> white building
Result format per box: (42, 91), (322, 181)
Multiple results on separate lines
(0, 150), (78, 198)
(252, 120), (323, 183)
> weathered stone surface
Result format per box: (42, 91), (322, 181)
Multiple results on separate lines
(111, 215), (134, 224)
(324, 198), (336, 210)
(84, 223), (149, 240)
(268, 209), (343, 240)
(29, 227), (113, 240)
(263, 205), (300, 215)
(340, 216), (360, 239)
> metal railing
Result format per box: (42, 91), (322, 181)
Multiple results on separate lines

-- -- --

* [EXERCISE PROMPT] Would you be able to transcribe every line of the data exactly?

* [ANSWER TO THIS EXERCISE]
> white building
Result format per box: (42, 91), (322, 181)
Multiple results on separate lines
(0, 150), (78, 198)
(252, 120), (323, 183)
> weathered stone surface
Result format per box: (42, 91), (322, 181)
Multiple results on separate lines
(111, 215), (134, 224)
(324, 198), (336, 210)
(84, 223), (149, 240)
(268, 209), (343, 240)
(29, 227), (113, 240)
(263, 205), (300, 215)
(340, 216), (360, 239)
> metal railing
Result format per box: (42, 91), (322, 181)
Multiple results on separate lines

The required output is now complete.